HOW TO COMPLETE THIS TASK - Among the records that follow, count the lines where "dark" appears, and state the count by itself.

::: AVAILABLE DATA

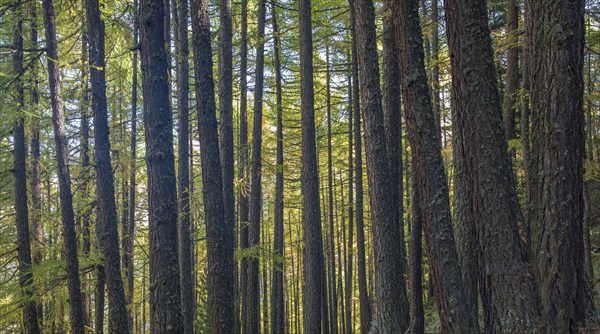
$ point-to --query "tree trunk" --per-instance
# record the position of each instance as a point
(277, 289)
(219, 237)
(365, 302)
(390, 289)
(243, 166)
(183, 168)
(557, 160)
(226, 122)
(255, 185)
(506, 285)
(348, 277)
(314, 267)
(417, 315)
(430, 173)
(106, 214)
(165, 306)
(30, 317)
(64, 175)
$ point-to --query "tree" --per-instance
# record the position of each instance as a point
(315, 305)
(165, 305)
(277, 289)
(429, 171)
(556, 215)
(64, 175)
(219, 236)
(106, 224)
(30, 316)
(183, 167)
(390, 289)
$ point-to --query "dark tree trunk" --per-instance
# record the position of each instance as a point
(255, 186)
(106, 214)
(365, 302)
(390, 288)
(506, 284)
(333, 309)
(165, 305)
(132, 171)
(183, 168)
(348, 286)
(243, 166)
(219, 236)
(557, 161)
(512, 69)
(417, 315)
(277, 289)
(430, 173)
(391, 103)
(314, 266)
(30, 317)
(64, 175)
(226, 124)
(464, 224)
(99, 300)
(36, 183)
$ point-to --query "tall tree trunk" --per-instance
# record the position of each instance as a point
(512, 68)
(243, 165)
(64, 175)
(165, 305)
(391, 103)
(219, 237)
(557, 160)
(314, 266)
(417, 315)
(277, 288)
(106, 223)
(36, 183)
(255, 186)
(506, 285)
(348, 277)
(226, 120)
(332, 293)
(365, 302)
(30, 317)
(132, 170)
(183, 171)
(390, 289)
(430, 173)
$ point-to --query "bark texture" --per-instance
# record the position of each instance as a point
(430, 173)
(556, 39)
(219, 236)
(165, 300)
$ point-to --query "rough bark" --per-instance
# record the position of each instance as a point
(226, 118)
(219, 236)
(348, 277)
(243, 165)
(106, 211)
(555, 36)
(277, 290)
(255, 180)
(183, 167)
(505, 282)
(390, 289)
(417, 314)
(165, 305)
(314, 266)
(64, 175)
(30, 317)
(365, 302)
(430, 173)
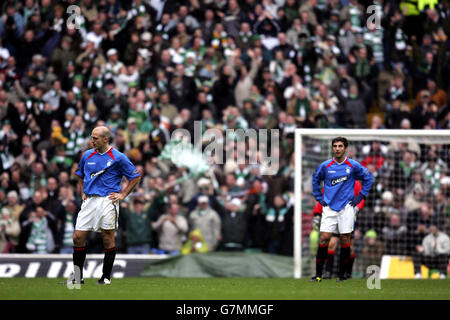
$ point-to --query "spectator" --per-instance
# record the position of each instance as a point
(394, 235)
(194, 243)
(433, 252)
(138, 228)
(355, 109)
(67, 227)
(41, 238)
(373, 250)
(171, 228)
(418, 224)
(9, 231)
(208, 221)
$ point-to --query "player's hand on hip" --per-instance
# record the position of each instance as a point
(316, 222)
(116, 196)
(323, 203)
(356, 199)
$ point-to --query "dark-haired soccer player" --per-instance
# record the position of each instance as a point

::::::

TASK OUTPUT - 2